> _Task to carry out_: Please render the lines below as a JSON list of strings, one string per line with blank lines left out. Include only the lines from the one containing "TARGET = greenfinch" through the last line, both ends included.

> _Recorded data_:
________________________
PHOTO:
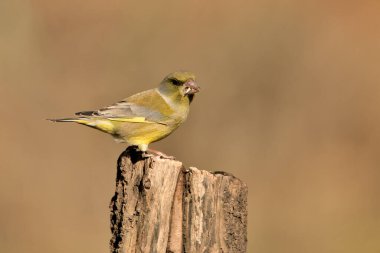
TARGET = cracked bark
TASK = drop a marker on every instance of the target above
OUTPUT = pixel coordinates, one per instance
(160, 206)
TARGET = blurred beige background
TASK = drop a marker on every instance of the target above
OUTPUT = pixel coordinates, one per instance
(289, 103)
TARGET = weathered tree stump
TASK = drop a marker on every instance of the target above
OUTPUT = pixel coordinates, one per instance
(160, 206)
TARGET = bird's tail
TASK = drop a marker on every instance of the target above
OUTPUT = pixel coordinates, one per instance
(77, 120)
(104, 125)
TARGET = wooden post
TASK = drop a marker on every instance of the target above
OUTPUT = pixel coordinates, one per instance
(160, 206)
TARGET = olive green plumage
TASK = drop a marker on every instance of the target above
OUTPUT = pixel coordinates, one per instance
(147, 116)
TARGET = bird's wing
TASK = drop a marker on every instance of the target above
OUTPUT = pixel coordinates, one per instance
(147, 106)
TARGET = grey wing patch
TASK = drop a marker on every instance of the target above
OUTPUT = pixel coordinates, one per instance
(125, 109)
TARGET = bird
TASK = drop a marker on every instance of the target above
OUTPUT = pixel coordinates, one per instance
(145, 117)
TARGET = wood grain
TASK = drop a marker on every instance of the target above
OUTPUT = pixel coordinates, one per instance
(160, 206)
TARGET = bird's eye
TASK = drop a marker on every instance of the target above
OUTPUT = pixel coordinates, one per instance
(176, 82)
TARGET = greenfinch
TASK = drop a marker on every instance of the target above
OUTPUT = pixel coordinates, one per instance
(145, 117)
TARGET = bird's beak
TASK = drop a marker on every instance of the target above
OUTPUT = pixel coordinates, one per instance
(191, 87)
________________________
> _Problem solution_:
[
  "TARGET = greenfinch",
  "TASK = drop a marker on every instance of the target above",
  "OUTPUT = pixel coordinates, one per instance",
  "(145, 117)",
  "TARGET = bird's beak",
  "TASK = drop a marker on every instance of the target above",
  "OUTPUT = pixel coordinates, one per instance",
  "(191, 87)"
]